> [Exercise requirements] Repeat the material in full. Keep every line exactly as it is.

> [Listed records]
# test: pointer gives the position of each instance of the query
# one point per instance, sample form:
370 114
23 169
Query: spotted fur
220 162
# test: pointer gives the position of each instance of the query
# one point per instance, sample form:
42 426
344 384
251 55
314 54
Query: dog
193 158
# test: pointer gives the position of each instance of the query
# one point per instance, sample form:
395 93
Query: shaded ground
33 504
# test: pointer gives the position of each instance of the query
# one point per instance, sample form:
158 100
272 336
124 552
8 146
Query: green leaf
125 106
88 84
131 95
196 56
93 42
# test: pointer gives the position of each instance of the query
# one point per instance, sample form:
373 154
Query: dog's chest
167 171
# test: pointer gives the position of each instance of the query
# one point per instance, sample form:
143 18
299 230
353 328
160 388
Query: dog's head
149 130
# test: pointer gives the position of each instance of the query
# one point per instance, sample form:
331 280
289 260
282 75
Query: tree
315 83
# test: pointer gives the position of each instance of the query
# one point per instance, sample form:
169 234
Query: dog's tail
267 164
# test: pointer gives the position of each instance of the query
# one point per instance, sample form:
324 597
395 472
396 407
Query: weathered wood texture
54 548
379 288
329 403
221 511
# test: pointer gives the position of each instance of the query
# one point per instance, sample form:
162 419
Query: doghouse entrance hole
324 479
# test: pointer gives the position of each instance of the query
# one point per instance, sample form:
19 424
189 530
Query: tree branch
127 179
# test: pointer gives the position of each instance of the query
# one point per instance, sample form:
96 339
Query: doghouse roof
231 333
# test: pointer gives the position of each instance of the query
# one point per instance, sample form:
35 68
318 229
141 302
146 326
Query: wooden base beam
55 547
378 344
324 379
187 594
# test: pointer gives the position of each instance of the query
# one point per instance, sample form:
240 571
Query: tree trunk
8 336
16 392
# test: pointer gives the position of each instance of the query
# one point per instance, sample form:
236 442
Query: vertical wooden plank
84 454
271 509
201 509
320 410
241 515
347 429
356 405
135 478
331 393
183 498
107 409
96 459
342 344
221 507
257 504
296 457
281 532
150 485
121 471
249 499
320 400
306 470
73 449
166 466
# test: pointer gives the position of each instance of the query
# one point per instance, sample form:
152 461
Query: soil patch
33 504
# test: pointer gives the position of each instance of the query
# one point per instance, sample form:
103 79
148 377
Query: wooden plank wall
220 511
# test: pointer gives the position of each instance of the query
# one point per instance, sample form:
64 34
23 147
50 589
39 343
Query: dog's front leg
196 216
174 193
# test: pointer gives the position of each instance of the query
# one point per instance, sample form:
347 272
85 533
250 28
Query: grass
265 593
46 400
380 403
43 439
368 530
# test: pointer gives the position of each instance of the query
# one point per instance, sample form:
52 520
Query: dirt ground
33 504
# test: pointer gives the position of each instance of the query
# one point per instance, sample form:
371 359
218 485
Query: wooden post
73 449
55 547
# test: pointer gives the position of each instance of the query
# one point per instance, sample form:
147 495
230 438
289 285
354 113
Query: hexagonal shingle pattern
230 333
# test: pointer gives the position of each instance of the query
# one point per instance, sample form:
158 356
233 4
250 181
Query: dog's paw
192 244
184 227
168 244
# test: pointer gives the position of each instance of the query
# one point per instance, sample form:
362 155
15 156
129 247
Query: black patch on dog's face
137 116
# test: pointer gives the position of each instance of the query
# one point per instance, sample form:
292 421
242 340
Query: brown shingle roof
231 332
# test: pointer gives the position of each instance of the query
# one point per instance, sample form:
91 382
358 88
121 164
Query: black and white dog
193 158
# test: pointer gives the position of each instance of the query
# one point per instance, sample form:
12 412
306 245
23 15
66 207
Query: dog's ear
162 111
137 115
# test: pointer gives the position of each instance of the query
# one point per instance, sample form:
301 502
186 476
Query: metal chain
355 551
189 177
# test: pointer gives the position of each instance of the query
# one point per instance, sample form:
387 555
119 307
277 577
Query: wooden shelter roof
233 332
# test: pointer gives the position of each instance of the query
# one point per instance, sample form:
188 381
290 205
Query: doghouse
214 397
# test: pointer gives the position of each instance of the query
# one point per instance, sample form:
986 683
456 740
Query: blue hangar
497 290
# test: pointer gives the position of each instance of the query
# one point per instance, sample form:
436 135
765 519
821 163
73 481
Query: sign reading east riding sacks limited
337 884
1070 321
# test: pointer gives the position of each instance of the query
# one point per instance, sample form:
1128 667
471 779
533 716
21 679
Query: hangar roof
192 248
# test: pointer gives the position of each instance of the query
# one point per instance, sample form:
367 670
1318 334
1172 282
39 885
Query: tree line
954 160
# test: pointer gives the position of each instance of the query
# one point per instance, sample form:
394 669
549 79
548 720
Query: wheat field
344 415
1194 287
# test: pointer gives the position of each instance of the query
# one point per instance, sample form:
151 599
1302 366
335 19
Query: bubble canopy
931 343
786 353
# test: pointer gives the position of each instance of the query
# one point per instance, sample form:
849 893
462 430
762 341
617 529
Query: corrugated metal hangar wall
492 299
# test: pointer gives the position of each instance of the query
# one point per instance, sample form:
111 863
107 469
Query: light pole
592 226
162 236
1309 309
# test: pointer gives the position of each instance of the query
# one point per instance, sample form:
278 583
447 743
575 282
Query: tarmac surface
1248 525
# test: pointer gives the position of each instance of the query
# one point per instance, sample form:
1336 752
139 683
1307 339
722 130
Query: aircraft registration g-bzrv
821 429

> [Final result]
# test: pointer gives the position of each instance of the query
# one point per instance, sample form:
370 114
23 169
Query: spotted fur
220 162
# test: pointer gives the position of each instance of the query
# one point per instance, sample form:
42 426
344 384
251 55
314 54
Query: dog
193 158
# test: pointer gives the position of each instance of the query
# one point per instance, sample form:
395 93
Query: shaded ground
33 504
# test: pointer gives the position of each instance of the query
# one point per instance, sample form:
158 100
272 336
124 552
8 146
Query: green leaf
125 106
88 84
131 95
196 56
93 42
# test: pointer gives the position of each instance of the query
# one point per instance, sample form:
373 154
Query: dog's chest
167 171
# test: pointer gives the position of each instance of the query
# one point per instance, sample form:
143 18
299 230
353 328
160 388
Query: dog's head
149 130
# test: pointer gives the position of each instance of the query
# one point per instance, sample form:
331 280
289 260
282 75
Query: tree
315 83
# test: pointer gives the position of each instance of the query
# one point per instance, sample form:
169 234
Query: dog's tail
267 164
# test: pointer gives the position of each instance of the query
# one point per instance, sample form:
324 597
395 472
396 407
Query: weathered wood texture
54 548
379 288
329 403
221 511
# test: pointer gives the position of each instance of the query
# one point per instance, sample form:
162 419
Query: doghouse entrance hole
324 479
# test: pointer gives the position of each instance of the query
# one point per instance, sample form:
19 424
189 530
Query: tree branch
127 179
# test: pointer gives the position of each instance of the query
# one point per instance, sample form:
96 339
Query: doghouse roof
231 333
# test: pointer gives the position of each instance of the query
# one point per instance, sample form:
35 68
318 229
141 302
146 326
Query: wooden base beam
55 547
378 344
324 379
187 594
# test: pointer gives the position of each instance of the query
# one point per instance, sample form:
240 571
Query: tree trunk
8 336
16 392
# test: pointer gives the position of each instance of the query
# one point per instance, sample form:
236 442
Query: vertical wooden plank
84 454
271 509
201 509
320 410
241 515
347 429
356 405
135 478
331 393
183 498
107 409
96 459
342 344
221 507
257 504
296 457
281 532
150 485
121 471
249 499
320 400
306 470
73 449
166 466
# test: pointer gives the position of each instance of the query
# one point per instance, sample form:
152 461
Query: soil patch
33 504
# test: pointer gives the position of each instance of the query
# one point per instance, sample form:
103 79
148 377
Query: wooden plank wall
220 511
# test: pointer gives the position of each instance of the query
# one point per instance, sample form:
64 34
23 147
50 589
39 343
Query: dog's front leg
196 216
174 193
# test: pointer gives the position of each instance of the query
# one point per instance, sample form:
347 272
85 533
250 28
Query: grass
265 593
46 400
380 403
43 439
368 530
# test: pointer gives the position of each instance of the query
# one point per instance, sample form:
52 520
Query: dirt ground
33 504
# test: pointer gives the position of each instance of the query
# one point per instance, sample form:
371 359
218 485
Query: wooden post
73 449
55 547
# test: pointer gives the position of each instance of the query
# one point per instance, sample form:
147 495
230 438
289 285
354 113
Query: hexagonal shingle pattern
230 333
# test: pointer gives the position of each instance of the query
# one point per instance, sample form:
158 356
233 4
250 181
Query: dog's paw
192 244
184 227
168 244
# test: pointer gives the position of each instance of the query
# one point per instance, sample form:
362 155
15 156
129 247
Query: black patch on dog's face
137 116
# test: pointer gives the position of each instance of the query
# one point per instance, sample form:
292 421
242 340
Query: brown shingle roof
231 332
# test: pointer gives the position of each instance of the query
# one point per instance, sample form:
91 382
358 88
121 164
Query: black and white dog
193 158
# test: pointer gives the position of each instance of the query
# one point per instance, sample form:
12 412
306 245
23 15
66 207
Query: dog's ear
162 111
137 115
# test: pointer gives the position of each instance of the query
# one point per instance, sample form:
301 502
186 476
Query: metal chain
355 551
189 177
# test: pointer gives the position of each instance of the query
# one point per instance, sample form:
387 555
119 307
277 577
Query: wooden shelter roof
233 332
# test: pointer gives the position of each instance of the query
# one point per instance, sample form:
188 381
290 205
Query: doghouse
214 397
# test: pointer gives the position of each instance of the query
# one point per instance, sample form:
986 683
456 740
Query: blue hangar
497 290
# test: pointer gives the position of each instance of the query
# one point per instance, sample form:
436 135
765 519
821 163
73 481
Query: sign reading east riding sacks limited
337 884
1070 321
# test: pointer gives the position of each instance of the query
# one point per instance, sample form:
1128 667
471 779
533 716
21 679
Query: hangar roof
192 248
# test: pointer gives the position of each instance of the query
# one point per instance, sample form:
367 670
1318 334
1172 282
39 885
Query: tree line
954 160
# test: pointer gives the position of each instance of the query
# one point per instance, sample form:
394 669
549 79
548 720
Query: wheat field
344 415
1194 287
# test: pointer gives the position of each instance of the query
# one point per instance, sample form:
151 599
1302 366
335 19
Query: bubble canopy
931 343
786 353
# test: pointer gives the position of each instance of the query
# one point per instance, sample form:
849 893
462 430
762 341
617 529
Query: corrugated metal hangar wall
492 299
# test: pointer gives the position of each instance of the query
# one point per instance, sample form:
111 863
107 469
Query: light pole
592 226
162 236
1309 309
# test: pointer gives the position of each instance of the query
# one point per instance, sample form:
278 583
447 743
575 282
Query: tarmac surface
1248 525
# test: pointer gives the position of each instance of the query
# one point per instance, sample form:
1336 752
139 683
1307 339
722 130
Query: aircraft registration g-bzrv
821 429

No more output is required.